_Directions_
Give the lines below again, substituting "wooden table surface" for each occurrence of "wooden desk surface" and changing nothing else.

_Recorded information_
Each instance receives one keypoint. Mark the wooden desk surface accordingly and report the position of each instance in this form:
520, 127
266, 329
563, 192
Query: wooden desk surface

_Answer in full_
Each instance receives one keypoint. Mark the wooden table surface accordingly and report the position of each instance in this form:
520, 127
266, 329
563, 192
Query: wooden table surface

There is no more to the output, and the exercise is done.